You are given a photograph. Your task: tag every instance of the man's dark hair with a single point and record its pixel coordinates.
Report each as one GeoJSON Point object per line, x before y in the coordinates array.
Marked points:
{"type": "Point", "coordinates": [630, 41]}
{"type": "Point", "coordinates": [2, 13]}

• [TASK DIRECTIONS] Duplicate every row above verbatim, keeping each line in its original order.

• [REPLY TO THE EXERCISE]
You are given a photograph. Your task: tag every instance of the man's dark hair with a single point and record its pixel coordinates.
Report each as one GeoJSON Point object per line, x before y in the coordinates array.
Marked points:
{"type": "Point", "coordinates": [630, 41]}
{"type": "Point", "coordinates": [2, 13]}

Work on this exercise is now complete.